STATED PROBLEM A = Turn the entries, from the line containing "Pick out the red" through the end of the entries, into a Markdown table with the columns Row and Line. Give each line its own row number and leave out blank lines.

SUPPLIED TEXT =
═══

Thank you all for your suggestions.

I've been sniffing TCP traffic all day today and noticed the following pattern:
1. Client sends an HTTP post to Tomcat
2. Tomcat receives the request and takes 15 minutes to process it
3. Tomcat eventually completes the request and attempts to write it
back to the client
4. Client never receives the response

So, you are right that the connection is dropped somewhere between the
client and Tomcat. I removed the load balancer from the equation by
hitting the app server directly.

I am troubleshooting this in our customer's environment and have no
idea how to go about tracking down where the connection gets dropped.
I guess we could somehow track network hops? Any ideas on how to track
this down?

═══

EXCERPTED DATA =
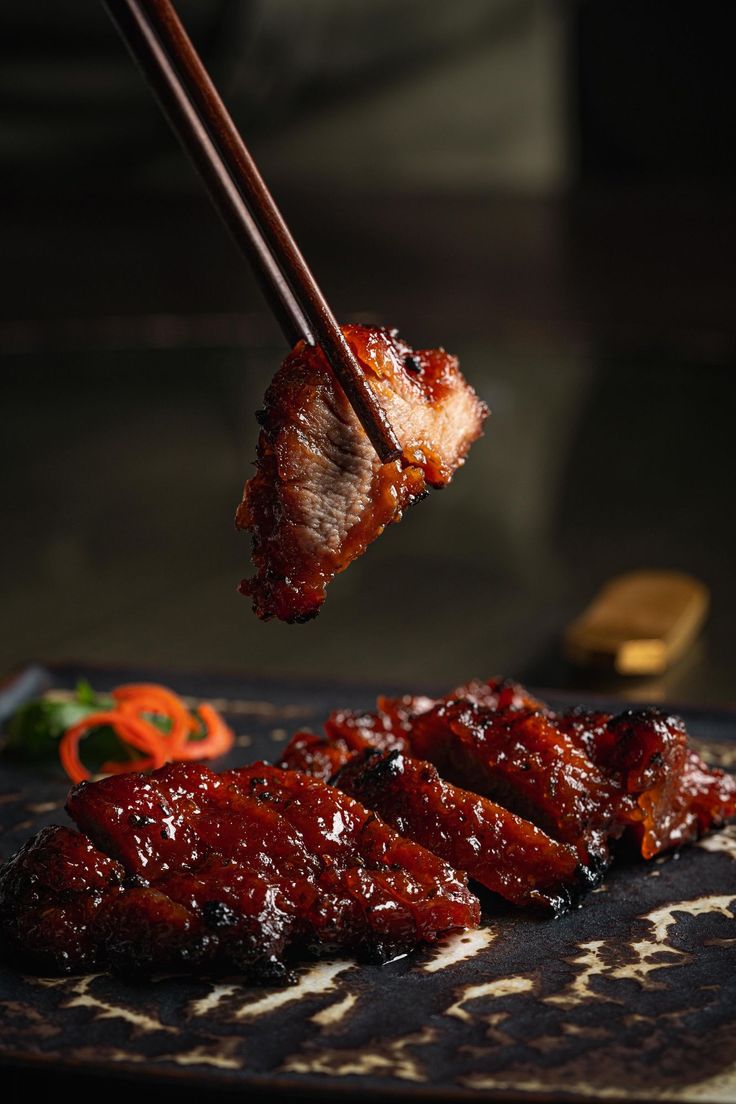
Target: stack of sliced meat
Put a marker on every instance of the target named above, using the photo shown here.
(189, 869)
(360, 840)
(523, 799)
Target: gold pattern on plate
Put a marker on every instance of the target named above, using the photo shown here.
(387, 1058)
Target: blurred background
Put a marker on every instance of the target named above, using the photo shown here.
(544, 187)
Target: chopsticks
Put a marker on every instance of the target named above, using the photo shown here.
(160, 45)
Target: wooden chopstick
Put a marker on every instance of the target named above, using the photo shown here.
(167, 57)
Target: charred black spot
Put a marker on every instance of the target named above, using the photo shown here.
(217, 914)
(139, 820)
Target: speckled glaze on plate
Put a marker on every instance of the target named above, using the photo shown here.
(630, 997)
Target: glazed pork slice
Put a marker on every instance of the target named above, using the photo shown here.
(669, 795)
(406, 893)
(498, 849)
(579, 772)
(320, 495)
(65, 908)
(341, 877)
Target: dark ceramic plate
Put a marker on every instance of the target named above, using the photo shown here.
(632, 996)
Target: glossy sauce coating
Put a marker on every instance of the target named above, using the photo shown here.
(320, 495)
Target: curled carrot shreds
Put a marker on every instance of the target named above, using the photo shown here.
(128, 729)
(152, 699)
(131, 721)
(217, 736)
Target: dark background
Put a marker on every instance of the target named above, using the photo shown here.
(544, 188)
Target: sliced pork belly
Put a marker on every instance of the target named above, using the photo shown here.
(320, 495)
(403, 892)
(501, 851)
(579, 774)
(668, 795)
(333, 871)
(66, 908)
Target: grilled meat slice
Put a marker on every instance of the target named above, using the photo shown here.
(583, 776)
(401, 892)
(320, 495)
(502, 851)
(326, 861)
(668, 795)
(316, 755)
(66, 908)
(52, 894)
(520, 761)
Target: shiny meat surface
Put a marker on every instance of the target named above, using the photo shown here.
(185, 869)
(501, 851)
(320, 495)
(582, 777)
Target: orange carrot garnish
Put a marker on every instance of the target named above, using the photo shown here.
(129, 731)
(137, 706)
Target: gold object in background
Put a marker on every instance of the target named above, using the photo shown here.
(639, 623)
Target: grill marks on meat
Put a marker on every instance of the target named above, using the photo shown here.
(579, 778)
(501, 851)
(320, 495)
(188, 869)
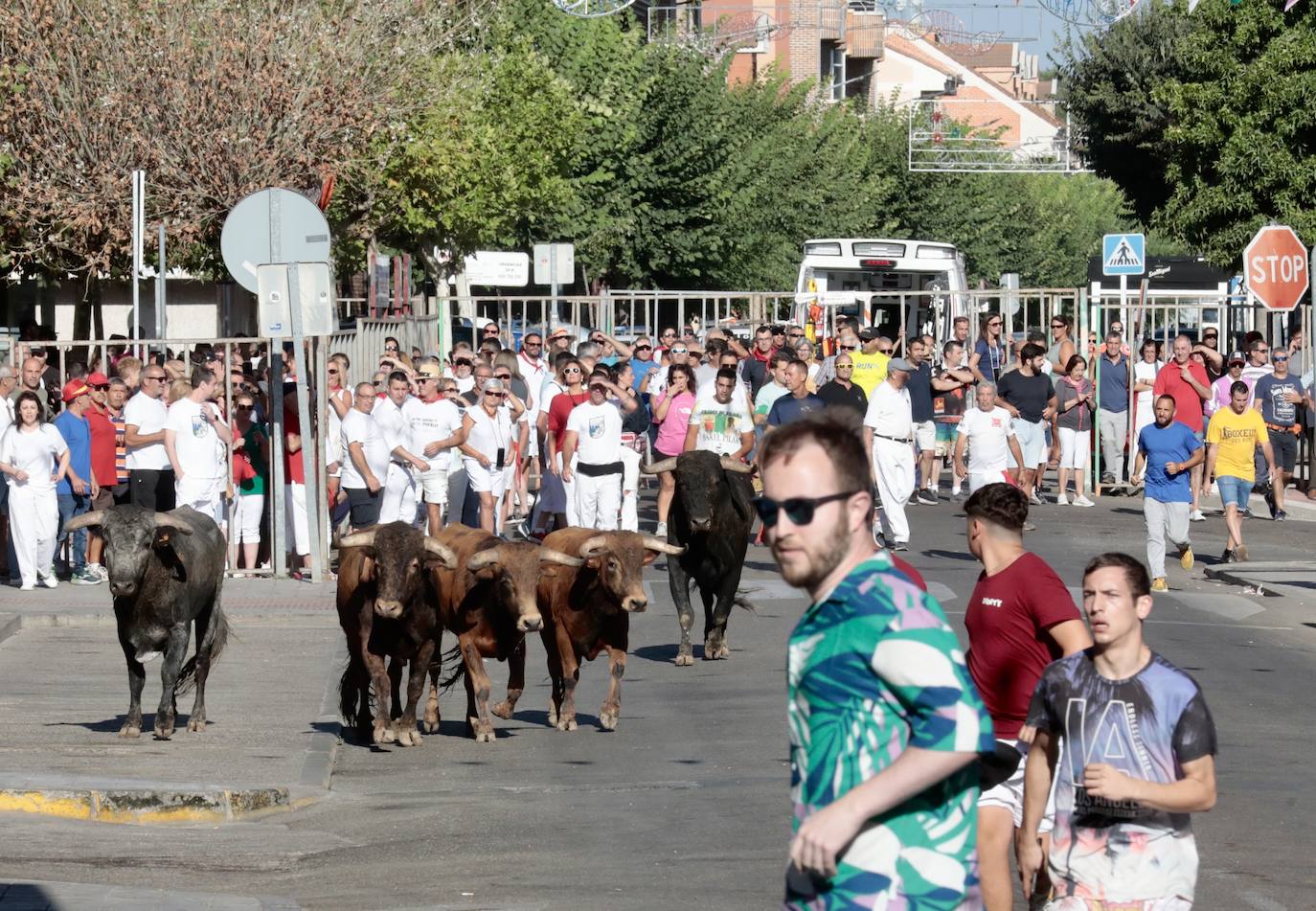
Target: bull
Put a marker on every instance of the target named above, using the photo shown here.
(587, 611)
(711, 516)
(166, 572)
(389, 609)
(488, 602)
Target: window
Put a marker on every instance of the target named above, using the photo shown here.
(832, 69)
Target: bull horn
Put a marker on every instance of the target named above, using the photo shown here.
(658, 467)
(443, 555)
(662, 547)
(359, 540)
(166, 520)
(595, 547)
(483, 558)
(94, 517)
(736, 465)
(551, 556)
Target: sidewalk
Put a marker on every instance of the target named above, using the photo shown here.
(271, 706)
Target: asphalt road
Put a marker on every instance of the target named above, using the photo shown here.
(686, 803)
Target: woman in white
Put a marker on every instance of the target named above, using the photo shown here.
(488, 446)
(34, 457)
(1144, 380)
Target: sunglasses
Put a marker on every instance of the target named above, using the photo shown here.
(799, 509)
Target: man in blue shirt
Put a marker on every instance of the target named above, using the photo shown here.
(78, 489)
(798, 399)
(1169, 450)
(1114, 416)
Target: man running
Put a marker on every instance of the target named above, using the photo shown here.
(1020, 619)
(989, 436)
(1168, 450)
(872, 656)
(1139, 757)
(1232, 439)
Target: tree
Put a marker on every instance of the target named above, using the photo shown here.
(215, 99)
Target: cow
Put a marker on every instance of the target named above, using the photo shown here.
(711, 516)
(588, 609)
(488, 602)
(166, 570)
(389, 609)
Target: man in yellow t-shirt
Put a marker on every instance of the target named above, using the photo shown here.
(870, 361)
(1232, 437)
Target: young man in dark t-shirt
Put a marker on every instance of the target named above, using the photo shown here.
(1020, 618)
(1139, 757)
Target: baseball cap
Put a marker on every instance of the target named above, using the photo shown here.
(73, 389)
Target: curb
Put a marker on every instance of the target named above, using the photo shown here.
(144, 806)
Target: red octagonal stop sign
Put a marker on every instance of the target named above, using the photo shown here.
(1276, 263)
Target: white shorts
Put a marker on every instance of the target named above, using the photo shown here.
(206, 495)
(1010, 794)
(247, 510)
(925, 435)
(435, 482)
(295, 513)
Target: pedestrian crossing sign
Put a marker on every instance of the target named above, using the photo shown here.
(1123, 254)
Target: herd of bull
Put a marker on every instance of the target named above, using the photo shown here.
(400, 590)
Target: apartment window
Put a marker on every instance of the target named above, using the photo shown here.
(832, 67)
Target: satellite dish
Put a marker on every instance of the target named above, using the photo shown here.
(273, 227)
(591, 8)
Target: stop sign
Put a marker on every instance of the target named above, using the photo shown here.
(1276, 263)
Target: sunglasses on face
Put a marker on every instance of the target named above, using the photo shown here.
(799, 509)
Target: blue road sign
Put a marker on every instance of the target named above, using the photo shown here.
(1124, 254)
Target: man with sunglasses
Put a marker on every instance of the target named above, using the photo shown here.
(889, 436)
(148, 473)
(872, 654)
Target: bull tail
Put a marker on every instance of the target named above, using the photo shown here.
(218, 637)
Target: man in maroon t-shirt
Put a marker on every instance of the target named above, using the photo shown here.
(1188, 383)
(1020, 619)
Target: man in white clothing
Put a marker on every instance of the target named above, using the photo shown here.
(889, 437)
(594, 437)
(196, 440)
(435, 422)
(989, 435)
(399, 499)
(366, 458)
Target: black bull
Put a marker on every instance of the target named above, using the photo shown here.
(166, 570)
(711, 516)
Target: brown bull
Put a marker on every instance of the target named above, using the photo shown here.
(387, 608)
(488, 602)
(587, 611)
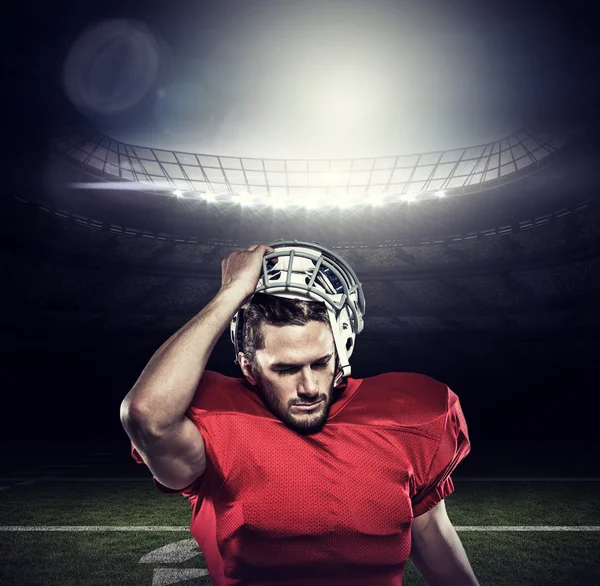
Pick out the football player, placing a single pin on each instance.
(298, 473)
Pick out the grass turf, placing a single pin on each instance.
(103, 559)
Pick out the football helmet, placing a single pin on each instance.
(311, 272)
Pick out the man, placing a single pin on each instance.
(298, 473)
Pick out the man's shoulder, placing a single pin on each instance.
(217, 392)
(409, 398)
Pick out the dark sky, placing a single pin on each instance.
(326, 78)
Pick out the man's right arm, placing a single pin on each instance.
(154, 412)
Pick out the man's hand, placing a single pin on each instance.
(437, 551)
(241, 270)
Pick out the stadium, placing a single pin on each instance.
(480, 264)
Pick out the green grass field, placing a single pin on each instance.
(108, 557)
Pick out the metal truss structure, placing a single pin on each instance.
(281, 181)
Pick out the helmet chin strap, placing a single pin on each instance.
(343, 366)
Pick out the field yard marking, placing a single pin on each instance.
(99, 528)
(528, 528)
(165, 576)
(93, 528)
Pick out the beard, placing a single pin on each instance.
(302, 423)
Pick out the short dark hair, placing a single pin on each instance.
(276, 311)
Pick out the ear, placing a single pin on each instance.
(248, 369)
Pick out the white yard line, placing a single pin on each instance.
(98, 528)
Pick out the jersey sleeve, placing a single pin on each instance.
(452, 447)
(195, 489)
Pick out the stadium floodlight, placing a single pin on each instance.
(376, 199)
(243, 198)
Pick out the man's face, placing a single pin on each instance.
(295, 372)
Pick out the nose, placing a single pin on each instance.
(308, 384)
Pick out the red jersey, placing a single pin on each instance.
(335, 507)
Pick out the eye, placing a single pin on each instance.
(287, 370)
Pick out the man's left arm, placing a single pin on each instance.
(437, 551)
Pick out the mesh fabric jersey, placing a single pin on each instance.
(335, 507)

═══

STATED PROBLEM B = In the Tomcat troubleshooting post, how long does Tomcat take to process the client's HTTP post?

ANSWER A =
| Row | Line |
|---|---|
| 1 | Pick out the red jersey, placing a single pin on each instance. |
| 2 | (335, 507) |
| 3 | Pick out the eye, placing a single pin on each instance. |
| 4 | (287, 370) |
| 5 | Pick out the man's left arm, placing a single pin on each instance. |
| 6 | (437, 551) |
| 7 | Pick out the mesh fabric jersey, placing a single pin on each instance. |
| 8 | (335, 507) |

ANSWER B = 15 minutes.